__Required action__. Please take the lines from the one holding "point(205, 135)" through the one holding "point(163, 136)" in the data below and copy them exactly.
BEGIN Stored data
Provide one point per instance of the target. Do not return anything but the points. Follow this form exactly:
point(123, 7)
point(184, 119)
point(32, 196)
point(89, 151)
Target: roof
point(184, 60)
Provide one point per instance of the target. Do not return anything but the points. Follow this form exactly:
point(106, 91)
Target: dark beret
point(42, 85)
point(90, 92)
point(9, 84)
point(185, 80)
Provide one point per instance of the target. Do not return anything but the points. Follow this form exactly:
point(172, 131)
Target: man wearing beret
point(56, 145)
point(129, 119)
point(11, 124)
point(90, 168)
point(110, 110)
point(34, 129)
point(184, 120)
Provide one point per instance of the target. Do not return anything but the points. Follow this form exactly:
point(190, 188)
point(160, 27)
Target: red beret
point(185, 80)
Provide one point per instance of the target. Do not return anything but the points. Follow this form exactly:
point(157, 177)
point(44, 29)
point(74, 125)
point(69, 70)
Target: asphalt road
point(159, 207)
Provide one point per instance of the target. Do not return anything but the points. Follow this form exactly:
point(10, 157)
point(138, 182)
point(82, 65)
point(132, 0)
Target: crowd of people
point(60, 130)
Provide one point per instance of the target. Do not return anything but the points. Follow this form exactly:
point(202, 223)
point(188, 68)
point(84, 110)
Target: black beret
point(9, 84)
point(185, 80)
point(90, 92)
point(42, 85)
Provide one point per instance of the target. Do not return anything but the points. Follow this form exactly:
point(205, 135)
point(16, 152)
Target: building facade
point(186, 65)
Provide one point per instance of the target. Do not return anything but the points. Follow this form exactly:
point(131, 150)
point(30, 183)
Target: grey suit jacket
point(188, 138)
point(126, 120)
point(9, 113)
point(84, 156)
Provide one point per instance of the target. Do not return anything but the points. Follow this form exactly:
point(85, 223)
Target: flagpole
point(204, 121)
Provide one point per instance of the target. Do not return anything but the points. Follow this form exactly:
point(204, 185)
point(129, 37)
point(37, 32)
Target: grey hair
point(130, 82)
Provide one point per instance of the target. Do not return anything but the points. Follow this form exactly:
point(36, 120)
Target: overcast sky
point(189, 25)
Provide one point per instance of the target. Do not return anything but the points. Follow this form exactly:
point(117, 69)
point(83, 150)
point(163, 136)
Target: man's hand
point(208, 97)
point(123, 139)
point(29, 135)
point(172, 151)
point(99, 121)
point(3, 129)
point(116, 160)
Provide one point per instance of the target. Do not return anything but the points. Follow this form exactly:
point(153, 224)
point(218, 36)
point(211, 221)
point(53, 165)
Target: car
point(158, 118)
END Stored data
__Result for this task__.
point(205, 135)
point(16, 152)
Target: building facade
point(186, 65)
Provide one point per instance of the target. Do not return anything but the points. Follow this form exactly:
point(131, 150)
point(30, 183)
Target: grey suit jacket
point(188, 138)
point(126, 120)
point(9, 113)
point(84, 156)
Provide one point per instance of the target. Do not return anything but the points. Follow this form exactly:
point(85, 223)
Target: flagpole
point(204, 121)
Provide one point per instance of the target. Do not return anything but the points. Follow this form exactly:
point(204, 185)
point(129, 37)
point(37, 32)
Target: grey hair
point(130, 82)
Provide one point per instance of the target. Do not return anything but the points. Follow this form exactly:
point(36, 120)
Target: overcast sky
point(189, 25)
Provide one point per instance of the target. Do not return anything but the points. Follow this form exactly:
point(117, 69)
point(83, 150)
point(163, 136)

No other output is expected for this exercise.